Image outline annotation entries
....

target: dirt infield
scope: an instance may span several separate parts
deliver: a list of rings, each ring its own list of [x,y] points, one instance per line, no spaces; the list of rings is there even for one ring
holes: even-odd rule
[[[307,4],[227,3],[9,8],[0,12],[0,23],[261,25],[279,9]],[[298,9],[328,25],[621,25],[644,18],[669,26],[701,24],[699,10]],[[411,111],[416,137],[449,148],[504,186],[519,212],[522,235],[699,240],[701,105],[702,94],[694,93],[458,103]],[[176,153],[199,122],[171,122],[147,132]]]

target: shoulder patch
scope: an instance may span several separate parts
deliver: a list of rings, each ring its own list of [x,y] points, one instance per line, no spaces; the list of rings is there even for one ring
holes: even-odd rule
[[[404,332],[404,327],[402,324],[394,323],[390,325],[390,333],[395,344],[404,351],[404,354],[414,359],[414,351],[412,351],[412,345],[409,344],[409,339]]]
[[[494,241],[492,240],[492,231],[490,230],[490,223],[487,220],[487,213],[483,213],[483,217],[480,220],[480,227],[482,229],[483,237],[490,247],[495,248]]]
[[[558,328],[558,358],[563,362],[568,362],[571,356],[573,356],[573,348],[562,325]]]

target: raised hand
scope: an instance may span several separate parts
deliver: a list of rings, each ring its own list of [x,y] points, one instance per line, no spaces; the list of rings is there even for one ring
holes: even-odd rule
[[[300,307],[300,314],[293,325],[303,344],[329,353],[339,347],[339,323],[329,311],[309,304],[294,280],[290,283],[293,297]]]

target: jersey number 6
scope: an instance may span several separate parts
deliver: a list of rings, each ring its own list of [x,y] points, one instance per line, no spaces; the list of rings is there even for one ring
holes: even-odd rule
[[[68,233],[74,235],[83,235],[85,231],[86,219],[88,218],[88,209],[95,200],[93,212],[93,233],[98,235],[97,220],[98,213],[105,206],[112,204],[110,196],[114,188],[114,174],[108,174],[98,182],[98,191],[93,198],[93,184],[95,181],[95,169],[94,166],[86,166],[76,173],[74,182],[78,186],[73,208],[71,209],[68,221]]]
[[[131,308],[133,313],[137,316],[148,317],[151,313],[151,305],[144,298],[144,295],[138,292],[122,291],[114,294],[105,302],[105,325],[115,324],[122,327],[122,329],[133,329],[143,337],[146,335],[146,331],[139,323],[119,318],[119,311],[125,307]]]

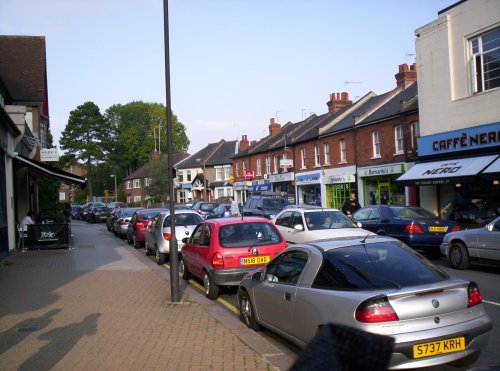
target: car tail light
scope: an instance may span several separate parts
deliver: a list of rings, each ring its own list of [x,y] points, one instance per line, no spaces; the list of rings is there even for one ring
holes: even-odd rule
[[[212,256],[212,267],[224,268],[224,258],[220,252],[215,253],[214,256]]]
[[[387,297],[369,299],[356,309],[356,320],[359,322],[375,323],[398,321],[398,315],[392,309]]]
[[[424,230],[418,224],[408,224],[405,227],[405,233],[424,233]]]
[[[467,308],[481,304],[483,302],[483,295],[479,292],[479,287],[475,282],[471,282],[467,288],[468,303]]]

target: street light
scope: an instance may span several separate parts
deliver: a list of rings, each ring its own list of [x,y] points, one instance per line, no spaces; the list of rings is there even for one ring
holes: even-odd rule
[[[115,202],[118,202],[118,193],[116,192],[116,175],[111,174],[110,177],[115,178]]]

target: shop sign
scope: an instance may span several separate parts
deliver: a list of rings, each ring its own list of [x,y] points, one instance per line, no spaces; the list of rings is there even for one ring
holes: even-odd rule
[[[354,183],[356,181],[356,177],[354,174],[332,175],[329,180],[330,183]]]
[[[447,131],[418,139],[419,156],[469,151],[500,145],[500,122]]]
[[[320,178],[320,173],[296,175],[295,182],[297,184],[319,183]]]
[[[269,181],[271,183],[291,182],[294,179],[294,175],[294,173],[272,174],[269,175]]]
[[[360,177],[366,176],[383,176],[391,174],[401,174],[404,172],[404,165],[389,165],[389,166],[377,166],[370,168],[358,168],[358,174]]]

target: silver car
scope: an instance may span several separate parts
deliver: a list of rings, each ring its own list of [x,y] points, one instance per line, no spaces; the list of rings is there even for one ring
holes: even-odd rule
[[[391,369],[473,363],[492,328],[474,282],[384,236],[292,245],[243,278],[238,303],[248,327],[302,348],[326,323],[391,336]]]
[[[175,211],[175,237],[177,239],[177,250],[182,247],[182,239],[191,236],[194,228],[203,222],[201,216],[194,210]],[[165,264],[165,259],[170,254],[170,211],[161,212],[154,218],[146,231],[144,244],[146,255],[155,254],[156,263]]]
[[[500,263],[500,217],[483,228],[448,233],[441,253],[455,269],[467,269],[471,262]]]

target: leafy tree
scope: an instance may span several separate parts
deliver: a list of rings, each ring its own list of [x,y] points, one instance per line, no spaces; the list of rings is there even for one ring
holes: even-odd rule
[[[85,102],[70,112],[68,124],[61,134],[61,149],[85,164],[87,168],[87,189],[92,199],[92,167],[106,159],[110,128],[105,124],[99,107]]]

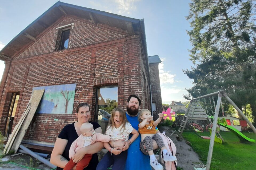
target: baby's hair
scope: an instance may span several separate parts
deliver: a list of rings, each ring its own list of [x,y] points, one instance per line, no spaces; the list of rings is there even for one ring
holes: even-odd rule
[[[138,115],[138,119],[139,120],[139,122],[141,122],[143,121],[143,120],[141,118],[141,116],[143,115],[143,113],[146,112],[149,112],[150,113],[150,114],[151,114],[151,112],[149,110],[148,110],[147,109],[142,109],[139,111],[139,114]]]
[[[110,128],[110,126],[112,126],[112,129],[113,129],[113,128],[115,127],[114,118],[115,117],[115,114],[117,111],[118,111],[119,112],[120,117],[122,119],[122,124],[123,124],[123,126],[122,128],[122,129],[123,130],[121,133],[122,133],[125,129],[125,125],[126,124],[126,122],[128,122],[128,121],[127,120],[127,118],[126,117],[125,111],[123,109],[120,107],[116,107],[114,109],[112,110],[112,112],[111,112],[111,116],[110,117],[110,118],[109,119],[108,125],[110,126],[109,126],[107,129],[109,129]]]
[[[91,123],[89,122],[84,123],[82,124],[81,127],[80,127],[80,131],[82,132],[84,131],[87,130],[90,126],[91,127],[91,126],[93,126],[93,125]]]

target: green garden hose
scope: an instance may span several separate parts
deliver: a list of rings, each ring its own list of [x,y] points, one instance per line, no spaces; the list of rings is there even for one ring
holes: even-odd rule
[[[42,170],[42,169],[37,169],[36,168],[31,168],[31,167],[26,167],[25,166],[23,166],[23,165],[19,165],[19,164],[17,164],[16,163],[14,163],[14,162],[9,162],[9,161],[6,161],[5,162],[0,162],[0,163],[10,163],[12,164],[14,164],[14,165],[18,165],[18,166],[19,166],[20,167],[23,167],[23,168],[27,168],[29,169],[33,169],[34,170]],[[54,169],[56,169],[56,168],[53,168],[50,170],[53,170]]]

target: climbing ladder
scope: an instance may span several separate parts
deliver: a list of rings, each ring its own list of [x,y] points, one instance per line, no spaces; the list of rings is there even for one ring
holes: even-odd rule
[[[178,130],[179,133],[177,135],[177,138],[178,140],[180,139],[181,137],[189,119],[202,118],[204,119],[208,118],[208,115],[198,103],[198,100],[192,99],[189,103],[183,118],[181,121],[181,123],[179,125],[179,128]]]

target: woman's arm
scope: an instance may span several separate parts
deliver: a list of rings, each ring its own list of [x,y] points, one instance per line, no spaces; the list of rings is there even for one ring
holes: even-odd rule
[[[102,133],[102,130],[100,127],[96,129],[95,131],[97,133]],[[103,143],[98,141],[93,144],[83,147],[79,149],[72,158],[73,162],[77,160],[81,160],[86,154],[93,154],[98,152],[103,148]]]
[[[63,168],[68,161],[62,155],[67,144],[68,140],[57,138],[51,153],[50,162]]]
[[[142,129],[143,128],[145,127],[145,126],[146,125],[146,123],[147,123],[147,121],[149,117],[148,118],[146,118],[143,120],[143,121],[141,123],[139,124],[139,127],[141,129]]]

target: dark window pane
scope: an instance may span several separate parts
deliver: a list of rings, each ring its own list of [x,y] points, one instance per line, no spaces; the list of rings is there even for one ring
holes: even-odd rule
[[[67,30],[62,32],[61,44],[59,46],[60,50],[67,48],[67,46],[69,45],[69,39],[70,33],[70,30]]]
[[[98,120],[108,121],[111,112],[117,107],[117,87],[100,88],[98,89],[97,107],[96,113]]]

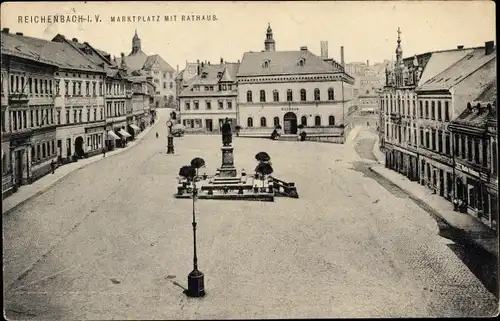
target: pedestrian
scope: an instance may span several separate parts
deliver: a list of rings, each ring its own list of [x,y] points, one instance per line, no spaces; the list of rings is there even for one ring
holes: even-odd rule
[[[56,162],[54,160],[50,162],[50,168],[52,169],[52,174],[54,174],[54,170],[56,169]]]

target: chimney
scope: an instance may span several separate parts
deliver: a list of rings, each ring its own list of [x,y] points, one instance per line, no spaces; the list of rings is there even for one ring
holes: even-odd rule
[[[328,41],[321,41],[321,59],[328,59]]]
[[[495,51],[495,42],[494,41],[486,41],[484,43],[484,54],[489,55]]]
[[[340,46],[340,64],[342,65],[342,68],[345,68],[345,64],[344,64],[344,46]]]

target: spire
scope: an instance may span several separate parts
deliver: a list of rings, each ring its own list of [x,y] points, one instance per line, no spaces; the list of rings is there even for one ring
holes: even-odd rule
[[[398,27],[398,46],[396,47],[396,64],[403,60],[403,49],[401,48],[401,29]]]
[[[273,29],[271,23],[267,23],[266,40],[264,41],[265,51],[276,51],[276,42],[273,39]]]
[[[135,34],[134,37],[132,38],[132,52],[130,53],[130,55],[138,53],[139,51],[141,51],[141,39],[137,34],[137,29],[135,29]]]

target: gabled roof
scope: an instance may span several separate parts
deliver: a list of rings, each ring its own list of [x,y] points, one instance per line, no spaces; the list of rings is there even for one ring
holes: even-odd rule
[[[143,68],[150,70],[154,63],[157,62],[160,65],[160,70],[167,72],[174,72],[175,69],[172,68],[160,55],[151,55],[146,59]]]
[[[495,58],[496,51],[486,55],[484,48],[475,48],[447,69],[419,86],[417,91],[449,90]]]
[[[304,66],[299,65],[305,59]],[[264,67],[268,61],[269,67]],[[298,75],[342,72],[308,50],[245,52],[238,77],[261,75]]]
[[[15,56],[57,66],[57,63],[53,59],[51,59],[51,57],[41,55],[42,52],[40,48],[36,46],[33,46],[29,43],[24,43],[12,35],[2,34],[2,37],[0,38],[1,52],[3,55]]]
[[[492,112],[492,108],[488,108],[487,106],[488,103],[484,102],[471,103],[470,106],[465,108],[465,110],[450,123],[449,128],[453,131],[471,131],[475,129],[476,131],[485,132],[487,120]]]
[[[2,35],[2,38],[4,36],[6,35]],[[67,43],[47,41],[20,35],[9,35],[9,37],[15,37],[29,47],[34,48],[33,50],[36,53],[40,54],[44,59],[54,61],[60,68],[104,72],[102,67],[94,64]]]

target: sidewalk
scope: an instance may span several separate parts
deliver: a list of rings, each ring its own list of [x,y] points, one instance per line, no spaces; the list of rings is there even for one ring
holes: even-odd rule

....

_WRITTEN INSTRUCTION_
The line containing "target: sidewalk" marks the start; retype it and each line after it through the end of the records above, exactly.

_REPLY TO THE EXERCISE_
target: sidewalk
scope: an instance may span several separate parts
deliver: a list of rings, each ring its own list of [x,y] points, one instance per line, no spaces; the list of rings is there even for one ring
holes: even-odd rule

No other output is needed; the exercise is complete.